*EXERCISE SET*
(a) Answer these from the peak flow thread:
(i) What is the highest peak flow reading the original poster reports?
(ii) Around what time of day is best peak flow normally reached in most people, according to EmmaF91's reply?
(iii) What position does the last reply say you should be in when taking a reading?
(b) Echo the peak flow thread word for word, from "Morning all I" to "how I feel!".

Confused by peak flow reading!

Morning all I just wondered if anyone can shed on light on this for me? I have been studying my peakflow in readiness for a visit to a consultant. What I have noticed is that my peakflow can be as high as 360 and yet I still need to use my blue inhaler 8 times. However over the past few days it has been as low as 300 and I haven't struggled to breath and haven't needed to use the blue inhaler once! Has anyone else had this same experience? I am really confused now as the peakflow isn't going to be accurate to how I feel!

7 Replies

  • As you have a consultant appointment pending then it's probably worth discussing your peak flow records & how you feel, I don't think PF is by any means the be all & end all of asthma diagnosis (although it is obviously very important) & I know other people on here have reported feeling bad with high PF readings. Your consultant will be aware though of other factors in your lungs that might be affecting both symptoms & readings.

  • Thank you for your replyx

  • Hi

    You're peak flow naturally changes throughout the day (best is normally around 5ish in most people, worst in the morning pre-meds [well during the night but most of us are asleep then 😅😴]) which is why you get asked about symptoms you're experiencing as well.

    Everyone's best peak flow is different (so everyone green/yellow/red zone is different too) but if you're at/near your best PF and still experiencing symptoms it's definitely worth telling your doc as it could be that your best is higher than you think, you've just been under treated so haven't managed it (I've hit a new 'bests' on 3 different occasions, usually after intense treatment in hospitals).

    PF is just there to give an indication for management, but you know your body and when you need more/less than the reading suggests do what feels right.

    Hope that clear up the difference in PF not correlating with symptoms!

  • Thank you for your reply EmmaF91. This is very helpfulx

  • An older post in a different message thread explained this as being due to PF measuring the performance of the larger airways, rather than the smaller alveoli which can be behaving differently. Main thing is that any medication is making you feel better; it's all about how you feel rather than a numbers game!

  • There might be other factors the contributing to PF, since you have an scheduled appointment so a consultant will guide you best

  • Very important as others have said, to do this at the same time of day. Also ensure your technique is the same (you should be standing, too). My asthma can be good and my allergies bad so I only check mine if I don't 'feel right' as then the reading might indicate I need to up my preventer. Otherwise I don't regularly do Peak Flow unless Dr has asked me to do so for checking purposes.

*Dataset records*

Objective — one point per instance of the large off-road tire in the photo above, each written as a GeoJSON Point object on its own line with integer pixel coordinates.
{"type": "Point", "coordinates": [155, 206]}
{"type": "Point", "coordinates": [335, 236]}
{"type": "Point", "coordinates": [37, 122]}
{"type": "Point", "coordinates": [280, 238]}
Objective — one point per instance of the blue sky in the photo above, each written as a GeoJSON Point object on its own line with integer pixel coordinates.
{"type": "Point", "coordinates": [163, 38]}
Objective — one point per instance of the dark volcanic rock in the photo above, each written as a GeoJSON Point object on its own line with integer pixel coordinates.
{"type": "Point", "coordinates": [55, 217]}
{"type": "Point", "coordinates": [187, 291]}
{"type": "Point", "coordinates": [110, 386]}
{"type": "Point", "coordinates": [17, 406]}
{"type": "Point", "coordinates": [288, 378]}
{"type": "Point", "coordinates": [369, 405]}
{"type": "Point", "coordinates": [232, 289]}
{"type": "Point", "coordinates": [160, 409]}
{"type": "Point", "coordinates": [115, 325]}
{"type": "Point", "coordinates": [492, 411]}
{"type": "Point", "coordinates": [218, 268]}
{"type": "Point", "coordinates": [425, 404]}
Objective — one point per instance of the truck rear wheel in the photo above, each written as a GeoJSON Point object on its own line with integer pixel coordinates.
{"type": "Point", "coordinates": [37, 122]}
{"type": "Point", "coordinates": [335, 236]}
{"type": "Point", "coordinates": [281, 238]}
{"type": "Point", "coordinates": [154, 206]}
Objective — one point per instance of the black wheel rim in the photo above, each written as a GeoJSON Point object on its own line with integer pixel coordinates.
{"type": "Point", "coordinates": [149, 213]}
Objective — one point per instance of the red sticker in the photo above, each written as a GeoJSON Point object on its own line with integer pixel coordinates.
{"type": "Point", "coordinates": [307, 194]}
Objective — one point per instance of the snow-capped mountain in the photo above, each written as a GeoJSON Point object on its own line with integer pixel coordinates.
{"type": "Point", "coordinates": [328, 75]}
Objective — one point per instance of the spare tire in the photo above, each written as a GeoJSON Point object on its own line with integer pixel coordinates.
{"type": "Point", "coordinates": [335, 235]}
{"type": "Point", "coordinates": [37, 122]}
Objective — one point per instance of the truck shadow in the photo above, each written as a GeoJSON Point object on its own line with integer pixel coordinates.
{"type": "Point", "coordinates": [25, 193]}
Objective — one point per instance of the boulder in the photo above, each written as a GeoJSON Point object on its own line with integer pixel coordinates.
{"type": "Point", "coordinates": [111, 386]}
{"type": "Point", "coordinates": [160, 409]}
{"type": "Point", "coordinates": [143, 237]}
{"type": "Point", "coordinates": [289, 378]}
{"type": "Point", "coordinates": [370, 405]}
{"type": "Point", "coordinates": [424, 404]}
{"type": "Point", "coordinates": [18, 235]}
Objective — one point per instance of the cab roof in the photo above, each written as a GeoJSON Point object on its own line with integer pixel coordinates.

*RESULTS IN ORDER*
(a)
(i) 360
(ii) Around 5ish
(iii) Standing

(b)
Morning all I just wondered if anyone can shed on light on this for me? I have been studying my peakflow in readiness for a visit to a consultant. What I have noticed is that my peakflow can be as high as 360 and yet I still need to use my blue inhaler 8 times. However over the past few days it has been as low as 300 and I haven't struggled to breath and haven't needed to use the blue inhaler once! Has anyone else had this same experience? I am really confused now as the peakflow isn't going to be accurate to how I feel!